[The task] Reproduce, character for character, the lines of the entries below that run from the line containing "TARGET: large foreground boulder" through the last line of the entries, with both of those lines included. Copy nothing outside that range.

[Data]
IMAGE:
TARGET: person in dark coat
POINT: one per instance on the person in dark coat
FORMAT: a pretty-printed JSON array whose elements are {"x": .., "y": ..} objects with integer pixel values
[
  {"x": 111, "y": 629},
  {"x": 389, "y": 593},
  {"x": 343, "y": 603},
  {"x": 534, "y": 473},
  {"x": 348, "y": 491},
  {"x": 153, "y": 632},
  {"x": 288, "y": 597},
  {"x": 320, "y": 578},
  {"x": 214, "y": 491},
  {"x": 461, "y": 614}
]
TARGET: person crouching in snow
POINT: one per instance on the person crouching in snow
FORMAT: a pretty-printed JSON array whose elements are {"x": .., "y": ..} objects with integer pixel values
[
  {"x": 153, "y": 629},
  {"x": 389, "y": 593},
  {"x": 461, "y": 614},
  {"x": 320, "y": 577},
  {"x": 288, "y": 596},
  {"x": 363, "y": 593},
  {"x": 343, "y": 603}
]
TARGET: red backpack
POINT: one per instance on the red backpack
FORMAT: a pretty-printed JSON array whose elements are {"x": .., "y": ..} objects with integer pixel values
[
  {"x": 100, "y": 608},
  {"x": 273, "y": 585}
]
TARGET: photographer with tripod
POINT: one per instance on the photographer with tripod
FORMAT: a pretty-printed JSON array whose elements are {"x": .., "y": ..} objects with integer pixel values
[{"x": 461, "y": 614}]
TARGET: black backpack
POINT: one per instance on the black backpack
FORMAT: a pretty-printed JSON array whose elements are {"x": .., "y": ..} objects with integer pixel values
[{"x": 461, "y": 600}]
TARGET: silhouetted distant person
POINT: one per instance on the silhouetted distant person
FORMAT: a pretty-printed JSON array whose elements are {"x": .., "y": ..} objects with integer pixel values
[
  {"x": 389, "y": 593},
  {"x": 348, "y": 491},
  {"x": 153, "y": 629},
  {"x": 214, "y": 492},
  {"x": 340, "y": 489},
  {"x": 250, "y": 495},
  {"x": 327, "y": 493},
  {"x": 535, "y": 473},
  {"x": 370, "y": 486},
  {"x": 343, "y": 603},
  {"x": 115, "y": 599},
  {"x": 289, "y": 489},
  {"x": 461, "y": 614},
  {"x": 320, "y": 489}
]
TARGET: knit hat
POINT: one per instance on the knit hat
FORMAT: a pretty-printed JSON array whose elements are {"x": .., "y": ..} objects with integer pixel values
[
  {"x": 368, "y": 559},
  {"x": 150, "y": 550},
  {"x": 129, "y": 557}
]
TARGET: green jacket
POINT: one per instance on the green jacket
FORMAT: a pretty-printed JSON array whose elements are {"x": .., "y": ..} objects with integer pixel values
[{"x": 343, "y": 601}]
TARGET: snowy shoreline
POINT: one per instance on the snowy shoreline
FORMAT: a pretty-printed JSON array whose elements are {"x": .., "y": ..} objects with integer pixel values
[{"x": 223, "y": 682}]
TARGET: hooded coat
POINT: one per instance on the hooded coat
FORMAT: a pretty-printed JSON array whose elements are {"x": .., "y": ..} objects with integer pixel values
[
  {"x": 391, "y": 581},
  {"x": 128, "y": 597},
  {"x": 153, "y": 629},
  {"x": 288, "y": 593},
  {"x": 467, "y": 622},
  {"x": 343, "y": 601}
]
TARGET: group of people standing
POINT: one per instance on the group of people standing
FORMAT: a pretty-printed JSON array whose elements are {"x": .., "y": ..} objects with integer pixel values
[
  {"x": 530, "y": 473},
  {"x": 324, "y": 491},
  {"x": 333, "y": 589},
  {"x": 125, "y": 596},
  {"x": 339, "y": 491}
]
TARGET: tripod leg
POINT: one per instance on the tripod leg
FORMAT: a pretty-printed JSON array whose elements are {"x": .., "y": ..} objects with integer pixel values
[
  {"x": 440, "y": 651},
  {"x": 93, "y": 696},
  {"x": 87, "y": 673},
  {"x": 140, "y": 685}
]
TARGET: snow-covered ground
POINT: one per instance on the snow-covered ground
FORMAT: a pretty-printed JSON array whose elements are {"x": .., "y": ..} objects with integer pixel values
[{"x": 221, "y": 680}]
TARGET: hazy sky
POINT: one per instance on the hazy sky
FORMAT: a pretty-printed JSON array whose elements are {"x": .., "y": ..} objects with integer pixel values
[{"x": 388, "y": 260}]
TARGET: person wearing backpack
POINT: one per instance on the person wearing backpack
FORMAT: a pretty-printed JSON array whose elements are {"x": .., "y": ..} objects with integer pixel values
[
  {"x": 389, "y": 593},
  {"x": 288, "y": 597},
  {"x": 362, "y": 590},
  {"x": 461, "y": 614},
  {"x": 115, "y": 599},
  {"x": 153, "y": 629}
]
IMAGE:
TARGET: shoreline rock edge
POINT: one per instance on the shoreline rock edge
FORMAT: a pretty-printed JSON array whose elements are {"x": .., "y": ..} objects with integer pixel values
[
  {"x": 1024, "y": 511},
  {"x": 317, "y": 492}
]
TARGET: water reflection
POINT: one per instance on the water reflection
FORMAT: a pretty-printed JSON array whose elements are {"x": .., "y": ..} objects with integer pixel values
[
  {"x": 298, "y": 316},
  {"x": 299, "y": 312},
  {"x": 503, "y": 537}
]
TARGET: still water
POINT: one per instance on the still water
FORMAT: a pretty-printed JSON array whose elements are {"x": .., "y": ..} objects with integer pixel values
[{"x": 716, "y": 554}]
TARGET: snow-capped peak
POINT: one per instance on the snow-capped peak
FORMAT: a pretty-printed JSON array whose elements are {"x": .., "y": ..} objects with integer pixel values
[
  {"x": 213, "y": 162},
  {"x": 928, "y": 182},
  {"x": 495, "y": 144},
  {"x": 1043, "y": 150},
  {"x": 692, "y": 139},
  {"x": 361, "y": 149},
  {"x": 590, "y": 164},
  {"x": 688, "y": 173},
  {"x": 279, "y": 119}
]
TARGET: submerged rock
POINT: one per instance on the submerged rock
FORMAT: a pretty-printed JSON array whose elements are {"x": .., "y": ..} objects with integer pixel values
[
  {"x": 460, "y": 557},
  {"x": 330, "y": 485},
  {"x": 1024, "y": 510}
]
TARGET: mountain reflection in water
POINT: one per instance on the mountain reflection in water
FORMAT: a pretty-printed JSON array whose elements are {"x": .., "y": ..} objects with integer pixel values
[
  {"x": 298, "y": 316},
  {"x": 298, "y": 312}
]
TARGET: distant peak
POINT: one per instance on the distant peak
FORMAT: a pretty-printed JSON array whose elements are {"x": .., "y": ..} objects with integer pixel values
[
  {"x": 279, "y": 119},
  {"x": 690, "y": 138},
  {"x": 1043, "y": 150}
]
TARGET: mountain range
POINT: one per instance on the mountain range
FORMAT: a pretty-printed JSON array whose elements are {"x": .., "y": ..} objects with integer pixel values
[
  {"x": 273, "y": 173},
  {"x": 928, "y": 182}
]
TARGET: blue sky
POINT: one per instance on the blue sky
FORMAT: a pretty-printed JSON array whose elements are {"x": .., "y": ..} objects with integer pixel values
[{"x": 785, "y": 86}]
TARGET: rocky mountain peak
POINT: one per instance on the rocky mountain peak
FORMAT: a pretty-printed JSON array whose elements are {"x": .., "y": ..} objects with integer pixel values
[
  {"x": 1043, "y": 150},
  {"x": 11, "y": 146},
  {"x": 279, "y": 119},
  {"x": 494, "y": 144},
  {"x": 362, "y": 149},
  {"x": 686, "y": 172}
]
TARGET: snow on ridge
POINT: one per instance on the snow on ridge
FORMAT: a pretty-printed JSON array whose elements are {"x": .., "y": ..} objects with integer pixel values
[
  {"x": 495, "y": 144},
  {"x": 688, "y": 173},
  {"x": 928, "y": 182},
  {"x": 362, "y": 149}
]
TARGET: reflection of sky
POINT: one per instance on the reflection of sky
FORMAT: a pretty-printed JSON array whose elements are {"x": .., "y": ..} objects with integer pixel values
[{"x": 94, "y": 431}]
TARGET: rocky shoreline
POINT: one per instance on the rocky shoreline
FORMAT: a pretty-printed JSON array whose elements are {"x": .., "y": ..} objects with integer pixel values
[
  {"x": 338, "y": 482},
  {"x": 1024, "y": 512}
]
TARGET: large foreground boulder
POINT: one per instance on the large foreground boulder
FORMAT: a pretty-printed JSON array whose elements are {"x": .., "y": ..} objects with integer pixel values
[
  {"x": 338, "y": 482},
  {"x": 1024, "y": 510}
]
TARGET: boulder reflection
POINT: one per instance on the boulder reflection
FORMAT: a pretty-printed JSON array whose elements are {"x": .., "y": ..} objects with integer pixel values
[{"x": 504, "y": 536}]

[Problem solution]
TARGET: large foreground boulder
POINT: one per instance on the large foreground boulder
FORMAT: a pretty-printed JSON array whose elements are {"x": .., "y": ..} objects with integer pixel values
[
  {"x": 338, "y": 482},
  {"x": 1024, "y": 510}
]
TARGET: boulder reflection
POINT: one per instance on the boulder reflection
FORMAT: a pretty-printed JSON array whose elements are {"x": .., "y": ..} objects with integer pixel values
[{"x": 504, "y": 536}]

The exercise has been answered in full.